---------- TEXTE À LIRE
Le Pape émérite et l'irréalisme de la «fuite en avant dans la doctrine
pure»
Les réponses de Joseph Ratzinger aux
questions du mensuel allemand Herder Korrespondenz contre la réduction de la
foi à l'idéologie.
ANDREA TORNIELLI
«L'idée d'une
"évasion dans la doctrine pure" me semble totalement irréaliste». Le théologien Joseph Ratzinger, Pape
émérite, répond par écrit aux questions du mensuel allemand "Herder
Korrespondenz", et semble une fois de plus vouloir se démarquer des
clichés qui lui ont été cousus. Dans un passage de l'entretien, sur lequel
presque personne ne s'est attardé dans les articles et commentaires, Benoît XVI
affirme ceci: «Le croyant est avant tout une personne qui s'interroge,
une personne qui doit continuellement trouver la réalité de cette foi derrière
et contre les réalités oppressantes de la vie quotidienne. En ce sens, l'idée
d'une "fuite dans la doctrine pure" me semble absolument irréaliste.
Une doctrine qui n'existerait que comme une sorte de réserve naturelle, séparée
du monde quotidien de la foi et de ses exigences, représenterait en quelque
sorte le renoncement à la foi elle-même. La doctrine doit se développer dans et
à partir de la foi, et non à côté d'elle».
Les paroles du Pape
émérite, comme nous pouvons également le voir dans l'interview suivante,
révèlent le visage d'une Église qui parle avec le cœur et l'esprit, car une
Église qui ne parle qu'avec son officialité doctrinale ou le fonctionnalisme de
ses structures finit par éloigner plutôt que d'attirer.
Déjà en 2001, dans son
livre-entretien avec Peter Seewald, "Dieu et le monde", le cardinal,
préfet de la Congrégation pour la Doctrine de la Foi de l'époque déclarait: «La
nature de la foi n'est pas telle qu'à partir d'un certain moment on puisse dire
: je l'ai, d'autres ne l'ont pas..... La foi reste un voyage. Tout au long de
notre vie, elle reste un voyage et, par conséquent, la foi est toujours menacée
et en danger. Et il est également sain qu'elle échappe ainsi au risque de
devenir une idéologie manipulable. Le risque de nous endurcir et de nous rendre
incapables de partager la réflexion et la souffrance avec nos frères et sœurs
qui doutent et s'interrogent. La foi ne peut mûrir que dans la mesure où elle
supporte et assume, à chaque étape de l'existence, l'angoisse et la force de
l'incroyance et la traverse finalement pour se rendre à nouveau viable dans une
ère nouvelle».
--------------------
* _CONSIGNE 1_: Dans l'article sur Joseph Ratzinger, à quel mensuel allemand le Pape émérite a-t-il répondu par écrit ?
* _CONSIGNE 2_: Recopiez le passage de l'article sur Joseph Ratzinger qui va de "Les paroles du" à "plutôt que d'attirer.", ces deux bornes comprises.
* _CONSIGNE 3_: Donnez la suite de l'article sur la foi selon Joseph Ratzinger à partir de sa dernière phrase.
Les enregistrements ne servent à rien ici.
---------- DONNÉES FOURNIES
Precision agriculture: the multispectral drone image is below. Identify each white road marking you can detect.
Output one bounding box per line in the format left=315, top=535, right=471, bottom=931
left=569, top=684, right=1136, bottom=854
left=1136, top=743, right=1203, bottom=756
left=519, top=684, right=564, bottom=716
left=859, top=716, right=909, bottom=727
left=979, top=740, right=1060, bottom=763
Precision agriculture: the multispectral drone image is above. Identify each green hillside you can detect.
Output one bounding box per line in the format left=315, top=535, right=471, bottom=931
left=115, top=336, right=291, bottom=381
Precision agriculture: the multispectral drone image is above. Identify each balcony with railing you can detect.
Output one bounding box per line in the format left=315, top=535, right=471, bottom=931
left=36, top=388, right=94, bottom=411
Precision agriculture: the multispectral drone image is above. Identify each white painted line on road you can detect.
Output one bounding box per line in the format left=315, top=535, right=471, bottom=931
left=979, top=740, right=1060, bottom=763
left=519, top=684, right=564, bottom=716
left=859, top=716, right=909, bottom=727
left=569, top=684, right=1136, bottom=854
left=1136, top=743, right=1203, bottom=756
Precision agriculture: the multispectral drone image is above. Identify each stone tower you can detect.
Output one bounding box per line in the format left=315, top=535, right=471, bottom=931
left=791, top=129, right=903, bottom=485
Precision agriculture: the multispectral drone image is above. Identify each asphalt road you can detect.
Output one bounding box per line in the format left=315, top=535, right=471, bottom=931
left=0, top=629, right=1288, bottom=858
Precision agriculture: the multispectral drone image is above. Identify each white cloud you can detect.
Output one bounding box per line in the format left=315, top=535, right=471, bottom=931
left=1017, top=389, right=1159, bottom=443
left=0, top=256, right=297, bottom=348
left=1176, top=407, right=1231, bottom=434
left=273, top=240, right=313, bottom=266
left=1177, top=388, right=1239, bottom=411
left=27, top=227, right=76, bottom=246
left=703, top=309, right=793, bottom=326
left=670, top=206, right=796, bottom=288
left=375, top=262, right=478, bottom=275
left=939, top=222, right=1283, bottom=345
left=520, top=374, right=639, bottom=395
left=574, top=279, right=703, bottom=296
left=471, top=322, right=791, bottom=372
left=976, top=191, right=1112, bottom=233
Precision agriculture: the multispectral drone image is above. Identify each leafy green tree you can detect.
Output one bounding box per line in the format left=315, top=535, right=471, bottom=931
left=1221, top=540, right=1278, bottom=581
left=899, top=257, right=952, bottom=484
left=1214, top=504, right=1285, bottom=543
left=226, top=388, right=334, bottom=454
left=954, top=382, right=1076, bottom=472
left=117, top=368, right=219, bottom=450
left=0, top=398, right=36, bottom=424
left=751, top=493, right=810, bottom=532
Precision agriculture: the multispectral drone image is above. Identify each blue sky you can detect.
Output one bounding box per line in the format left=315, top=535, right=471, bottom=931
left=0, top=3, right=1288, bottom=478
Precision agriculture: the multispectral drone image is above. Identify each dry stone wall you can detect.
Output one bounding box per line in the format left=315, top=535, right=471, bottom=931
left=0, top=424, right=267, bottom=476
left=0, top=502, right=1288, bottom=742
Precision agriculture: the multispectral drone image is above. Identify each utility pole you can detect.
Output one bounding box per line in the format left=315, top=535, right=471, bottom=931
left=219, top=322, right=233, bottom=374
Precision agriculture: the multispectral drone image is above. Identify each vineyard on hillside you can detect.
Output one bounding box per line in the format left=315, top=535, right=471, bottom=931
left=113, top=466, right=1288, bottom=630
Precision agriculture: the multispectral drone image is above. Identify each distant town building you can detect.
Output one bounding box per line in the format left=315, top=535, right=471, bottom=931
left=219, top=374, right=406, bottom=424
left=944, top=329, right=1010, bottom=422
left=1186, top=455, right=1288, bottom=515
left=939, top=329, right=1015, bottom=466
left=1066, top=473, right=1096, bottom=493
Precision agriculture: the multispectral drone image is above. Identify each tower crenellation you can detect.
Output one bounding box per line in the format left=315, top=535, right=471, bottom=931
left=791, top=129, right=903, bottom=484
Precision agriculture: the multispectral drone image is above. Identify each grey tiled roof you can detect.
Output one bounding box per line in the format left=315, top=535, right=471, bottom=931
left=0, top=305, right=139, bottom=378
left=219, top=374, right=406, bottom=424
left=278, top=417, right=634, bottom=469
--------------------
* _RÉSULTAT 1_: Au mensuel Herder Korrespondenz.

* _RÉSULTAT 2_:
Les paroles du Pape
émérite, comme nous pouvons également le voir dans l'interview suivante,
révèlent le visage d'une Église qui parle avec le cœur et l'esprit, car une
Église qui ne parle qu'avec son officialité doctrinale ou le fonctionnalisme de
ses structures finit par éloigner plutôt que d'attirer.

* _RÉSULTAT 3_:
Ce sont des paroles
que Benoît XVI, le Pape de la Cour des Gentils, a également répétées dans son
échange avec les journalistes lors du vol pour Prague le 26 septembre 2009,
rappelant que le non-croyant et le croyant ont besoin l'un de l'autre. Et que «le
catholique ne peut se contenter d'avoir la foi, mais doit être à la recherche
de Dieu, encore plus, et dans le dialogue avec les autres réapprendre Dieu de
manière plus profonde».
Le croyant qui ne sait
pas déjà tout mais qui pose des questions face à la réalité de la vie
quotidienne, la foi qui n'est pas un bien acquis une fois pour toutes, mais un
parcours et un développement, loin de toute fuite dans une doctrine réduite à
une réserve naturelle séparée du monde.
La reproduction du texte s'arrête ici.